##### PROVIDED MATERIAL
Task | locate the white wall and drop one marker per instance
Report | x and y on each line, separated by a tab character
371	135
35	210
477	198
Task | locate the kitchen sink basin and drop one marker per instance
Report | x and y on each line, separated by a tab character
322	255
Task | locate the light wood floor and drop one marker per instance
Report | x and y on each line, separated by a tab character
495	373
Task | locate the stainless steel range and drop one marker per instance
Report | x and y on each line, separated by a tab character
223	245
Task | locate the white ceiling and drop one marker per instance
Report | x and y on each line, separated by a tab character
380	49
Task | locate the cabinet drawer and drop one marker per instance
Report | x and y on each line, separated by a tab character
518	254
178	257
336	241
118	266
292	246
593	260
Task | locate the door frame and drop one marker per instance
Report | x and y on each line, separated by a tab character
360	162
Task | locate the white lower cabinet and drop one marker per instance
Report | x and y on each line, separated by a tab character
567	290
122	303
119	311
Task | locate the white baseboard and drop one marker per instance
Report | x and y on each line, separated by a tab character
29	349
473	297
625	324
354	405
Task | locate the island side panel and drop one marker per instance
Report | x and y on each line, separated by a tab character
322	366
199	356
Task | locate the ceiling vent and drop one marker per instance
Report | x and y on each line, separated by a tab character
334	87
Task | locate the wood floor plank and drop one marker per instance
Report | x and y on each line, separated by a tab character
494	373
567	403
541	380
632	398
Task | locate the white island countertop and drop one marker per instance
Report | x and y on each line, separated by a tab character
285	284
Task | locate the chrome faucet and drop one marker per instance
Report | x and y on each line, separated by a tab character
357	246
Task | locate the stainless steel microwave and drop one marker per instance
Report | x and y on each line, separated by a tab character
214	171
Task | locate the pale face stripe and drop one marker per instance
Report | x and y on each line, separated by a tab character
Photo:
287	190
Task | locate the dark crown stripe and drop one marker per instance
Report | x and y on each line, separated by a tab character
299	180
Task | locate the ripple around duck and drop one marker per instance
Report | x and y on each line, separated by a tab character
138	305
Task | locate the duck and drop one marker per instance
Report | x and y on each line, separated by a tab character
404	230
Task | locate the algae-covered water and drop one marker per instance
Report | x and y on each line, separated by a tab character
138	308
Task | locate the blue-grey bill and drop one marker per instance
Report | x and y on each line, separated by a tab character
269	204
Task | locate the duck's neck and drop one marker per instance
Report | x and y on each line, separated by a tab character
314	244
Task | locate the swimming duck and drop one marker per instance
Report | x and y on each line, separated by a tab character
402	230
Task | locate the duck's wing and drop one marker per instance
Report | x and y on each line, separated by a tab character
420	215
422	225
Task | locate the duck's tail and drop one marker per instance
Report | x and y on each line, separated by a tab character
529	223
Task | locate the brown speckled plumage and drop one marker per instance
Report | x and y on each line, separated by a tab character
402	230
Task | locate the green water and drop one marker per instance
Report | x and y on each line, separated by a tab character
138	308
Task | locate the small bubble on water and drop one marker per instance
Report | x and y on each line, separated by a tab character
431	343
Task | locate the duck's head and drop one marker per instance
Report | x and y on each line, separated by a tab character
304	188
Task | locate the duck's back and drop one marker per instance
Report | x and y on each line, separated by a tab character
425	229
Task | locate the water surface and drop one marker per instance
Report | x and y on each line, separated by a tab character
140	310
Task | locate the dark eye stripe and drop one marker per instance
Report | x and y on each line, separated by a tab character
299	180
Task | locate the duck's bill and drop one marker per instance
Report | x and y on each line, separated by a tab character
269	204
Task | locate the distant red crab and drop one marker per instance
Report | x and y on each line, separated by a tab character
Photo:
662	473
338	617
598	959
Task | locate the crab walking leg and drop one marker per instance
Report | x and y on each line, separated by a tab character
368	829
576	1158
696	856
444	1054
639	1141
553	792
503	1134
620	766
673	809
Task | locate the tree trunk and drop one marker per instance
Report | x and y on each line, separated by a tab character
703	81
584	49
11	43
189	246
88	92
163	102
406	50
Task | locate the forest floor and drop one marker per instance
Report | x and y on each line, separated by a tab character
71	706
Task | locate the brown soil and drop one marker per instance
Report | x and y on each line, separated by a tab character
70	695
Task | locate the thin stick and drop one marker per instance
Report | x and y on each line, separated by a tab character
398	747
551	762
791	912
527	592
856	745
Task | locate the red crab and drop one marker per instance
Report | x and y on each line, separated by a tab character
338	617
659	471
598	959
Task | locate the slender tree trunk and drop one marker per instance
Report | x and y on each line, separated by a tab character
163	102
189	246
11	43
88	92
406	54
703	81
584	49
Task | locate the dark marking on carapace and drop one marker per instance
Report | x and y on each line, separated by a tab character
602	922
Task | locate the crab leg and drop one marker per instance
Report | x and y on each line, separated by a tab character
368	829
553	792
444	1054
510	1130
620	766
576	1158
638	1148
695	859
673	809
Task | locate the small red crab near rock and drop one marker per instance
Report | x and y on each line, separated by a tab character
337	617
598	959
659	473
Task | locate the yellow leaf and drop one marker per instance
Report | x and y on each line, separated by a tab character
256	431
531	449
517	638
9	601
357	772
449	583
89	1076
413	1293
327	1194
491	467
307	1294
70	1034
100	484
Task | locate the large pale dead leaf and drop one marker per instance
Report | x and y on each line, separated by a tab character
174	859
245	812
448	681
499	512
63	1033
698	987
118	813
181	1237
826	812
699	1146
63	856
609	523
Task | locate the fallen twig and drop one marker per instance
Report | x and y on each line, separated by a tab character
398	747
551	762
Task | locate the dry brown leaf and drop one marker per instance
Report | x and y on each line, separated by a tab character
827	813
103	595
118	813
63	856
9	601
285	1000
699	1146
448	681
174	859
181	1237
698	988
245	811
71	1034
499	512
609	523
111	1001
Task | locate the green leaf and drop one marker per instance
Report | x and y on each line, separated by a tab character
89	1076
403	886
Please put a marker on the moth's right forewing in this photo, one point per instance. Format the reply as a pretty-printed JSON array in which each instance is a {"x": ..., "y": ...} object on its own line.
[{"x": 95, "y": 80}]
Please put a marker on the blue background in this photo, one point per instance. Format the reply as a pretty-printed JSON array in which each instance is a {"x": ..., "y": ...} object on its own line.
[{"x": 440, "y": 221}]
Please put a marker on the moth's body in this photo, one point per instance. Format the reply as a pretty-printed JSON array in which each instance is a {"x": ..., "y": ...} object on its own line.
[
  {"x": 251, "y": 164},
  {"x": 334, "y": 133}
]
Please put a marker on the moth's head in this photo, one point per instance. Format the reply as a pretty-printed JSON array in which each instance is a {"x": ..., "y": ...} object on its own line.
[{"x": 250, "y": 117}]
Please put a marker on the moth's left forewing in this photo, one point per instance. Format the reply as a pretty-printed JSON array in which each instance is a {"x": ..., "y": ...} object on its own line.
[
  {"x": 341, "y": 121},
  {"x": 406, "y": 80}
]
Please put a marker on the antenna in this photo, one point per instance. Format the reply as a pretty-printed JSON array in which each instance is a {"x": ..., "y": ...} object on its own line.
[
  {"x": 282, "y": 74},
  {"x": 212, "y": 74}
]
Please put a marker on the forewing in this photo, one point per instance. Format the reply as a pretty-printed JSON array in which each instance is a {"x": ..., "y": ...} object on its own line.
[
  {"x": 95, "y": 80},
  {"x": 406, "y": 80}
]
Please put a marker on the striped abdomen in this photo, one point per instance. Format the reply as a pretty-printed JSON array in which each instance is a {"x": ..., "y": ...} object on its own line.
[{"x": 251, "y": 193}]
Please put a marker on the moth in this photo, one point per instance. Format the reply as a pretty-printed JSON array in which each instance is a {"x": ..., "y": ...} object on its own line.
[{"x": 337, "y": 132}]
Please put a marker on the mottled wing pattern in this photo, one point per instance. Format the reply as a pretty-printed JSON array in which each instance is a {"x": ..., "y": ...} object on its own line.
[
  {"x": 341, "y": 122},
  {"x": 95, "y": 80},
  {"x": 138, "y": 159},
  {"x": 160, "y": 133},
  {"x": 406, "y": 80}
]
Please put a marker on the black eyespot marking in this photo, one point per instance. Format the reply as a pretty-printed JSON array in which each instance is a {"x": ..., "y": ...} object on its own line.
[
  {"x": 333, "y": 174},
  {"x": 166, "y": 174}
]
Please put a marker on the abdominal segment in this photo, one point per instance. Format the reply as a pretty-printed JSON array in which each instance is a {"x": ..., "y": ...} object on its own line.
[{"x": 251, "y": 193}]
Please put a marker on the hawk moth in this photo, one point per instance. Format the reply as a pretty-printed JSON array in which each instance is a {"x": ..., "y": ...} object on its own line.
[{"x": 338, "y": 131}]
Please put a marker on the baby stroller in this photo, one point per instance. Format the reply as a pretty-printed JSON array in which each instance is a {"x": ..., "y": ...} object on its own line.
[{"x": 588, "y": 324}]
##########
▶ WHAT NEEDS TO BE DONE: Repeat exactly the lines above, starting with the line that contains "Please put a marker on the black" and ending with the last line, both included, and nothing else.

▶ SOLUTION TO THIS PROBLEM:
Please put a marker on the black eyespot marking in this photo, one point per instance. Format the reply as a pretty-printed JSON array in which each instance is a {"x": ..., "y": ...} object on its own line.
[
  {"x": 333, "y": 174},
  {"x": 166, "y": 174}
]
Please put a marker on the abdominal segment in this photo, one point per instance. Format the reply as a pretty-printed JSON array in which each instance is a {"x": ..., "y": ...} object on its own line.
[{"x": 251, "y": 193}]
Please put a marker on the hawk moth in this photo, one point per instance. Format the reply as a pretty-printed JSON array in which each instance is a {"x": ..., "y": ...} object on its own line.
[{"x": 338, "y": 131}]
Please put a marker on the baby stroller in this photo, one point per instance. Format the reply as a pretty-printed JSON array in which each instance is a {"x": ..., "y": ...} object on its own line.
[{"x": 588, "y": 324}]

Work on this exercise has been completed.